Текст для чтения —

+---+

Проблема не выдуманная, и все же общее ее решение не должно зависеть от того, насколько фиксируемы знаки, из которых состоит этот язык. Во-первых, нефиксируемым театральный язык может представляться всего лишь потому, что у нас бедный инструментарий, а это уже наши проблемы, а не проблемы языка. Во-вторых, если язык театра не поддается фиксации принципиально, даже и в этом случае ниоткуда не следует, что пресловутая фиксируемость есть атрибут всякого языка. Если в бытовом разговоре мы, пользуясь словами и обходясь без магнитофона, передаем друг другу какие-то мысли и понимаем друг друга, единственным и неоспоримым материалом и средством нашего общения является «общепонятная (то есть условная в пределах данного коллектива) система знаков» (Бахтин), то есть именно язык — независимо от того, зафиксированы его знаки или нет.

138

См.: Соколянский Александр. Театр как «недоискусство» // ПТЖ. № 0.

Менее демонстративны, но более существенны иные характеристики театрального языка. Например, его заведомая пестрота и одновременно своеобразная двусоставность или, если угодно, двухэтажность. Театр как таковой пользуется не одним, а несколькими языками. При этом любой из них реально состоит минимум из двух частей — языка актера и языка спектакля, для которого языковые средства поставлены литературой, изобразительными искусствами и музыкой. Впрочем, словари, в которых собраны выразительные средства самого актера и которые заполнены разнообразными движениями, тоже при желании могут быть названы словарями заимствований. Среди кредиторов артиста сцены — самостоятельные искусства танца и пения и не менее древние искусства звучащего слова и мимирования.

Но отношения между театральным языком и языками других искусств глубоко своеобразны. Возьмем, к примеру, балетный театр. Самоочевидно, что здесь есть элементы, принадлежащие разным искусствам. На протяжении последних столетий там танцуют музыку. Музыка, согласно морфологической классификации М.С. Кагана, — род искусства [139] . Вполне самостоятелен и танец. Но на балетной сцене статус и музыки и танца чуть что не сомнителен. Музыка, во-первых, живет в балете не для своих, а для театральных целей, а во-вторых, ее танцуют. То есть танец превращен в язык, на котором актер выговаривает не танцевальные смыслы.

139

См.: Каган М. Морфология искусства. Л., 1972.

+---+

Исходные данные —
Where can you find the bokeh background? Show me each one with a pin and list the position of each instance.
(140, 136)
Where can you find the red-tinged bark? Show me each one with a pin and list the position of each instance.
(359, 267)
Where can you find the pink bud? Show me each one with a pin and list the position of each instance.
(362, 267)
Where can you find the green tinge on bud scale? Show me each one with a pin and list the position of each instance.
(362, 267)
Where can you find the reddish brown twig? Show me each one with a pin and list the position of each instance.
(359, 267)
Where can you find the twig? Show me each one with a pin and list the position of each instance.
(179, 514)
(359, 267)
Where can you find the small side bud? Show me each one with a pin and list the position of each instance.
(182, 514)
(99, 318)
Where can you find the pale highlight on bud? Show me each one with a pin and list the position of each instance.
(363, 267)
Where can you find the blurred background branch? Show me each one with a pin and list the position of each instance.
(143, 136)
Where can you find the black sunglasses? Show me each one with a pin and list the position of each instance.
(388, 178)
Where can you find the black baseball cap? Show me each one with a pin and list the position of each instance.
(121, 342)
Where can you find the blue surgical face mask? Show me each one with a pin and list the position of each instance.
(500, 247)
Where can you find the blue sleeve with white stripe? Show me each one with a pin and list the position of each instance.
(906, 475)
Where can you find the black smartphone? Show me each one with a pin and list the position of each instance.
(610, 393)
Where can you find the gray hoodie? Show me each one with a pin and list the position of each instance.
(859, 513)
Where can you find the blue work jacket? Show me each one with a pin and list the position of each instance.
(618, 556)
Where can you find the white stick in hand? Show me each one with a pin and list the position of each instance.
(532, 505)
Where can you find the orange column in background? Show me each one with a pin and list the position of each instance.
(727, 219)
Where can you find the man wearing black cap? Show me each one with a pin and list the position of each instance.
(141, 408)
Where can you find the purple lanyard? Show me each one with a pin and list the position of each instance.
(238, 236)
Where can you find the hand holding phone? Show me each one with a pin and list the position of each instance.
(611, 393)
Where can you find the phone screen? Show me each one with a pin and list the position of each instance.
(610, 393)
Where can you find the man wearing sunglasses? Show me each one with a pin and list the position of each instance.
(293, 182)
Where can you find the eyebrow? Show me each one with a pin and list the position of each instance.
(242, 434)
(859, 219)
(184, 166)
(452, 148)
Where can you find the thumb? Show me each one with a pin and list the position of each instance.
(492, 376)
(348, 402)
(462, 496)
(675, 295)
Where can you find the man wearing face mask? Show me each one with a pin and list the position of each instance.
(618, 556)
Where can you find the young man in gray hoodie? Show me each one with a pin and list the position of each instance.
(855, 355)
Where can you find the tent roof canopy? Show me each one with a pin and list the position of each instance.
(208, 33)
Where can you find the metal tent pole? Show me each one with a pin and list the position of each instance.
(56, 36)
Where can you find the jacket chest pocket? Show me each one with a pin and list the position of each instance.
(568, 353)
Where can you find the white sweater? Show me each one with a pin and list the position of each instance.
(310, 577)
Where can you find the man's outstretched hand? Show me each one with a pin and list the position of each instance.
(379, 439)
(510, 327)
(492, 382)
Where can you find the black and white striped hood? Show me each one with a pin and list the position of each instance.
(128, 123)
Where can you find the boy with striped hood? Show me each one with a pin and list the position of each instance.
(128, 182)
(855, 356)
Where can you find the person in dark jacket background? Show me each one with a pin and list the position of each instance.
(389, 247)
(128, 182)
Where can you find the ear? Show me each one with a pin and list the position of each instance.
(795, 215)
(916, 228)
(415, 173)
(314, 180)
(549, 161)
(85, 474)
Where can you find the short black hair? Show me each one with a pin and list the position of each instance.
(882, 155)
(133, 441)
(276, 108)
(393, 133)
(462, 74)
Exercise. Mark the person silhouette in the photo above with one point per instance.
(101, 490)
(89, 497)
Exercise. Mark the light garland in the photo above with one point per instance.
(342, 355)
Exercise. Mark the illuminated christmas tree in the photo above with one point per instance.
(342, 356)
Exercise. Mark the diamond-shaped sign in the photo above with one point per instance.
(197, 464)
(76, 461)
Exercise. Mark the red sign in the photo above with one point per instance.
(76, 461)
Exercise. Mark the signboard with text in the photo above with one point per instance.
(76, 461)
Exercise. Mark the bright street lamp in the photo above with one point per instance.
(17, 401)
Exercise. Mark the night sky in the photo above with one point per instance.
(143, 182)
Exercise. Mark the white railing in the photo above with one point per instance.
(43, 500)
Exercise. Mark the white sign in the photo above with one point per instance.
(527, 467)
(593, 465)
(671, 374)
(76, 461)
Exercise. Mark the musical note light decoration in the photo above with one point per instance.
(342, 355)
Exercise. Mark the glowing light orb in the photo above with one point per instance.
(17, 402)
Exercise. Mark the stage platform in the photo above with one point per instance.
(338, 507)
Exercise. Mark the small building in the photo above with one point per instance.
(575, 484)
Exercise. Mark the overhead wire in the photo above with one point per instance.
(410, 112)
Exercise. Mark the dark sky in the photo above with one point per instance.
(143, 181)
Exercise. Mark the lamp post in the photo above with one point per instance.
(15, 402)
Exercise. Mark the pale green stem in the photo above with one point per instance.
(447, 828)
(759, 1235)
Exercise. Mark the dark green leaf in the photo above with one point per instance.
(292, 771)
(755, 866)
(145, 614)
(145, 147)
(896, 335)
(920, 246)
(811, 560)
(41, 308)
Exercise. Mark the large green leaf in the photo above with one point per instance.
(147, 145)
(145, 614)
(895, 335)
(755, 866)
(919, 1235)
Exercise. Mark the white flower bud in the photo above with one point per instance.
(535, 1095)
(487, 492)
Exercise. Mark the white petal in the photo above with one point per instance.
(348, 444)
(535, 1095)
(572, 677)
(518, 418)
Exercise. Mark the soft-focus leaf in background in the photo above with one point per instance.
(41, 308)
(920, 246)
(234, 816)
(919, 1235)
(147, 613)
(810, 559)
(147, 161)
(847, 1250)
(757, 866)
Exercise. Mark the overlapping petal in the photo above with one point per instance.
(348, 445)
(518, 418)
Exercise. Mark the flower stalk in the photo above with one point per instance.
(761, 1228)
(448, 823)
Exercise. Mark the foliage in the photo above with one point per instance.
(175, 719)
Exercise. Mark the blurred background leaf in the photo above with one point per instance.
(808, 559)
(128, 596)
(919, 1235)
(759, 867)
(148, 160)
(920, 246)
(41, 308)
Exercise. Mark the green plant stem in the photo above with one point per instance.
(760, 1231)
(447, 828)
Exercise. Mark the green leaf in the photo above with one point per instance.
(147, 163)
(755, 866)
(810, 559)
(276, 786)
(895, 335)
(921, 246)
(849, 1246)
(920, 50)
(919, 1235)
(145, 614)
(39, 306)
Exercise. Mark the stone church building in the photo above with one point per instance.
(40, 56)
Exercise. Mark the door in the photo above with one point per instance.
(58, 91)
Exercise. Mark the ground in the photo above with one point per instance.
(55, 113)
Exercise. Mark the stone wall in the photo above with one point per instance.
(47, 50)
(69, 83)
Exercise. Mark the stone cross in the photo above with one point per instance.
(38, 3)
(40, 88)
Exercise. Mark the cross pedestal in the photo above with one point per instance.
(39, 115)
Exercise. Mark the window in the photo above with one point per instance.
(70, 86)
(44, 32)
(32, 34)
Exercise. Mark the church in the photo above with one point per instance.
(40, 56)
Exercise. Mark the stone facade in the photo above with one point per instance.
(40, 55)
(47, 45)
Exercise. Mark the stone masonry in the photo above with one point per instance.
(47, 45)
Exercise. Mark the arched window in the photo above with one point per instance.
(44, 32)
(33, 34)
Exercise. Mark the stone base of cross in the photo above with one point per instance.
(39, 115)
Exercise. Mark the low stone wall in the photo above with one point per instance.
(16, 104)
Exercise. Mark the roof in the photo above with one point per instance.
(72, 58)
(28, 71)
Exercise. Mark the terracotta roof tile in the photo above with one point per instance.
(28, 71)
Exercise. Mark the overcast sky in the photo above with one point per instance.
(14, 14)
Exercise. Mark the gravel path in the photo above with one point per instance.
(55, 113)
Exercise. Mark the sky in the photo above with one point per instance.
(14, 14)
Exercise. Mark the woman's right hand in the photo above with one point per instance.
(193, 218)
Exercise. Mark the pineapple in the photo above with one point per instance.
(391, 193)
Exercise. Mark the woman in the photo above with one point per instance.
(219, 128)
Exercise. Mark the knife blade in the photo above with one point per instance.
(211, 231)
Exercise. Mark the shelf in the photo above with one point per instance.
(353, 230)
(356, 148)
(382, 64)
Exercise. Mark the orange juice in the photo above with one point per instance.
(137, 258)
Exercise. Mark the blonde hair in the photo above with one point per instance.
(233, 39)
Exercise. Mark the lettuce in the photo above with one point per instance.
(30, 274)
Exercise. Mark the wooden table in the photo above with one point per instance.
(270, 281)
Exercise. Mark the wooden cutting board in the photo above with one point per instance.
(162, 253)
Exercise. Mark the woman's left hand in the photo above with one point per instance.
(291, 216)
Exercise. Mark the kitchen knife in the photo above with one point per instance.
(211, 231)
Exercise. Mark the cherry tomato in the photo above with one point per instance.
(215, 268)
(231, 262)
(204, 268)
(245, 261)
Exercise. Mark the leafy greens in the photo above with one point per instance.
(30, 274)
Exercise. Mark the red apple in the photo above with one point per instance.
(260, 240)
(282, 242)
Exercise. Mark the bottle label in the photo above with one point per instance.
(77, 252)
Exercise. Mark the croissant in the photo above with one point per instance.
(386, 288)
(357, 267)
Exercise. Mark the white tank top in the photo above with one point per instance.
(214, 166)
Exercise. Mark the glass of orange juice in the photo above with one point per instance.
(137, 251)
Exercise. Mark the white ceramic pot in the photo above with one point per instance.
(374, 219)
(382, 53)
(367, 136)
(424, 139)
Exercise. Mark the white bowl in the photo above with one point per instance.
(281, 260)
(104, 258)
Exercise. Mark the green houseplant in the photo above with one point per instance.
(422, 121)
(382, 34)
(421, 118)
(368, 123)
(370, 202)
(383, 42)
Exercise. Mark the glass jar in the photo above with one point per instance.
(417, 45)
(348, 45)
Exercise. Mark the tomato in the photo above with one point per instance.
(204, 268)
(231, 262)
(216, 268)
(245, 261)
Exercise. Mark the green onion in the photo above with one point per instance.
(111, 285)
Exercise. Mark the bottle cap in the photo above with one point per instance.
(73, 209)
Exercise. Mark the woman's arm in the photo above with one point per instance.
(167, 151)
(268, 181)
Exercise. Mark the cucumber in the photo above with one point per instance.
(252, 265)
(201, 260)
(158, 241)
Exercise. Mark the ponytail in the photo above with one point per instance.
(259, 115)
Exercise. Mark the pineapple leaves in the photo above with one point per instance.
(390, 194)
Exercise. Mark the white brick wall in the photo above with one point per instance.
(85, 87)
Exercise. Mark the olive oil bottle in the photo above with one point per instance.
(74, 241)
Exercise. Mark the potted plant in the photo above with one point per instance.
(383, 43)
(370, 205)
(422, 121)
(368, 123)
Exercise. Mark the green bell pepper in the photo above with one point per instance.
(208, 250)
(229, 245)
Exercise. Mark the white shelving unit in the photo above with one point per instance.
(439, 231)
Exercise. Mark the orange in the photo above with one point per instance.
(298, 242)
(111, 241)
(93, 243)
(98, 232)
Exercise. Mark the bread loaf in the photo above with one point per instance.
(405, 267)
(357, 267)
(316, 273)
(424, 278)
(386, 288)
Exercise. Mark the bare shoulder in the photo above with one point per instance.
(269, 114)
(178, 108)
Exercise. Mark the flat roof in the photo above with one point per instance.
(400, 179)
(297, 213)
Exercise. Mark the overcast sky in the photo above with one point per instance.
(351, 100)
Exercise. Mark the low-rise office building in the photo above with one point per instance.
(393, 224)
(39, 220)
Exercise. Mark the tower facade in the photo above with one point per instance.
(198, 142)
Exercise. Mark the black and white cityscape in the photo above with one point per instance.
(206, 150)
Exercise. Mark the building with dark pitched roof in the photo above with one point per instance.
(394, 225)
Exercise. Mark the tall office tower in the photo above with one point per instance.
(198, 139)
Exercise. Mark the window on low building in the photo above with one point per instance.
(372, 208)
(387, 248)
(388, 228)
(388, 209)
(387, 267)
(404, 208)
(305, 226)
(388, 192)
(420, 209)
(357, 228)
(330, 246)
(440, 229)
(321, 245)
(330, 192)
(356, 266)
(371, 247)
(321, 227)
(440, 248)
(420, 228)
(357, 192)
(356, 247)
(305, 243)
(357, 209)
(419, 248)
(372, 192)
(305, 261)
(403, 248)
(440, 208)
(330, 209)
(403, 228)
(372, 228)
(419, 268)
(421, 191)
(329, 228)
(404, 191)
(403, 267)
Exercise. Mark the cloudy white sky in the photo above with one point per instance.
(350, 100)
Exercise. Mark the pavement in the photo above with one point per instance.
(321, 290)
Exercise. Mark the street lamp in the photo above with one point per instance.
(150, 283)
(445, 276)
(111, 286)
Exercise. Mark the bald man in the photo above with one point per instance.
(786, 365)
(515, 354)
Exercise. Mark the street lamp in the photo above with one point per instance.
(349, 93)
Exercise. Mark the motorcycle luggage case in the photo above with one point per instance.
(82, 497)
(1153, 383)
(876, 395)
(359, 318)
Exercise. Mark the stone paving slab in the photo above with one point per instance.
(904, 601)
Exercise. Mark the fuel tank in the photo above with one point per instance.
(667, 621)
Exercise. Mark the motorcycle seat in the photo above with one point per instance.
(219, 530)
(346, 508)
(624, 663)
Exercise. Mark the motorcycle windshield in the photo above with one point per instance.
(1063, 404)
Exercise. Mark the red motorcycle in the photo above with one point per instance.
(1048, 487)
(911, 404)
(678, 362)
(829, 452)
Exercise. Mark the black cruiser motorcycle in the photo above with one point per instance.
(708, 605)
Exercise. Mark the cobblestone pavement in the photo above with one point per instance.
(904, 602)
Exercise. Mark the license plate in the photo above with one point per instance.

+---+

Что нужно сделать —
- A) Из каких двух частей, согласно тексту о театральном языке, как минимум состоит любой из языков театра?
- B) Перепишите без изменений отрывок текста о театральном языке от слов «Но отношения между» до слов «искусства. Л., 1972.».

Ответы по заданиям —
- A) Из языка актера и языка спектакля.

- B)
Но отношения между театральным языком и языками других искусств глубоко своеобразны. Возьмем, к примеру, балетный театр. Самоочевидно, что здесь есть элементы, принадлежащие разным искусствам. На протяжении последних столетий там танцуют музыку. Музыка, согласно морфологической классификации М.С. Кагана, — род искусства [139] . Вполне самостоятелен и танец. Но на балетной сцене статус и музыки и танца чуть что не сомнителен. Музыка, во-первых, живет в балете не для своих, а для театральных целей, а во-вторых, ее танцуют. То есть танец превращен в язык, на котором актер выговаривает не танцевальные смыслы.

139

См.: Каган М. Морфология искусства. Л., 1972.